Supplied text
[Start of Attachment]
Back in his headquarters, General Dyer reported to his superiors that he had been "confronted by a revolutionary army".
In a telegram sent to Dyer, British Lieutenant-Governor of Punjab, Sir Michael O'Dwyer wrote: "Your action is correct. Lieutenant Governor approves."
O'Dwyer requested that martial law be imposed upon Amritsar and other areas; this was granted by the Viceroy, Lord Chelmsford, after the massacre.
Dyer was called to appear before the Hunter Commission, a commission of inquiry into the massacre that was ordered to convene by Secretary of State for India Edwin Montagu, in late 1919. Dyer admitted before the commission that he came to know about the meeting at the Jallianwala Bagh at 12:40 hours that day but took no steps to prevent it. He stated that he had gone to the Bagh with the deliberate intention of opening fire if he found a crowd assembled there.
- "I think it quite possible that I could have dispersed the crowd without firing but they would have come back again and laughed, and I would have made, what I consider, a fool of myself." — Dyer's response to the Hunter Commission Enquiry.
Dyer said he would have used his machine guns if he could have got them into the enclosure, but these were mounted on armoured cars. He said he did not stop firing when the crowd began to disperse because he thought it was his duty to keep firing until the crowd dispersed, and that a little firing would do no good. In fact he continued the firing till he ran out of ammunition.
He confessed that he did not take any steps to tend to the wounded after the firing. "Certainly not. It was not my job. Hospitals were open and they could have gone there," was his response.
[End of Attachment]
[Point localization data]
[Start of Attachment]
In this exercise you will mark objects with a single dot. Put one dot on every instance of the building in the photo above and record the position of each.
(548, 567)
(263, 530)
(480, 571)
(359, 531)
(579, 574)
[End of Attachment]
Activity
Copy out, word for word, the full passage above on General Dyer and the Jallianwala Bagh massacre.

Result below
Back in his headquarters, General Dyer reported to his superiors that he had been "confronted by a revolutionary army".
In a telegram sent to Dyer, British Lieutenant-Governor of Punjab, Sir Michael O'Dwyer wrote: "Your action is correct. Lieutenant Governor approves."
O'Dwyer requested that martial law be imposed upon Amritsar and other areas; this was granted by the Viceroy, Lord Chelmsford, after the massacre.
Dyer was called to appear before the Hunter Commission, a commission of inquiry into the massacre that was ordered to convene by Secretary of State for India Edwin Montagu, in late 1919. Dyer admitted before the commission that he came to know about the meeting at the Jallianwala Bagh at 12:40 hours that day but took no steps to prevent it. He stated that he had gone to the Bagh with the deliberate intention of opening fire if he found a crowd assembled there.
- "I think it quite possible that I could have dispersed the crowd without firing but they would have come back again and laughed, and I would have made, what I consider, a fool of myself." — Dyer's response to the Hunter Commission Enquiry.
Dyer said he would have used his machine guns if he could have got them into the enclosure, but these were mounted on armoured cars. He said he did not stop firing when the crowd began to disperse because he thought it was his duty to keep firing until the crowd dispersed, and that a little firing would do no good. In fact he continued the firing till he ran out of ammunition.
He confessed that he did not take any steps to tend to the wounded after the firing. "Certainly not. It was not my job. Hospitals were open and they could have gone there," was his response.